Stored data:
....

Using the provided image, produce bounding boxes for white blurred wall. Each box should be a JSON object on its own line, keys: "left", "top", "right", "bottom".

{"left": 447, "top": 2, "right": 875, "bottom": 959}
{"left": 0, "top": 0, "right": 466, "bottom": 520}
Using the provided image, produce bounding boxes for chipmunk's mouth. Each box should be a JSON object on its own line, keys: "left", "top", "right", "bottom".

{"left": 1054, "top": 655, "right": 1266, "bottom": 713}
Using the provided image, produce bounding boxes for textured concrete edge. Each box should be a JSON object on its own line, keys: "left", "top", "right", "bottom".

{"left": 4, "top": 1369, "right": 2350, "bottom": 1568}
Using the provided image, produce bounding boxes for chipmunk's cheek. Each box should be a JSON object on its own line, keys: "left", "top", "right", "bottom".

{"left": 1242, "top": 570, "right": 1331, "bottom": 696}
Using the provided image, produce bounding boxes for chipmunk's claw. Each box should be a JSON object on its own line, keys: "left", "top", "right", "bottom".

....

Write out the data exactly as it stands.

Using the provided image, produce bounding boxes for white blurred wall. Each box should be a JSON object on its own line, keys: "left", "top", "right", "bottom".

{"left": 447, "top": 2, "right": 875, "bottom": 959}
{"left": 0, "top": 0, "right": 466, "bottom": 520}
Using the provided image, produce bounding boxes for chipmunk's mouth. Each box should be a JSON object on its own line, keys: "left", "top", "right", "bottom".

{"left": 1054, "top": 655, "right": 1266, "bottom": 713}
Using the provided image, produce bounding boxes for textured concrete edge. Each box should be a JSON object on its own line, keys: "left", "top", "right", "bottom".

{"left": 4, "top": 1369, "right": 2350, "bottom": 1568}
Using the provided image, produce bounding boxes for chipmunk's cheek. Each box should be a JSON object on its own line, keys: "left", "top", "right", "bottom".

{"left": 1242, "top": 570, "right": 1331, "bottom": 696}
Using the provided image, produce bounding boxes for chipmunk's claw. Each box should be a JSON object on its own line, keys: "left", "top", "right", "bottom".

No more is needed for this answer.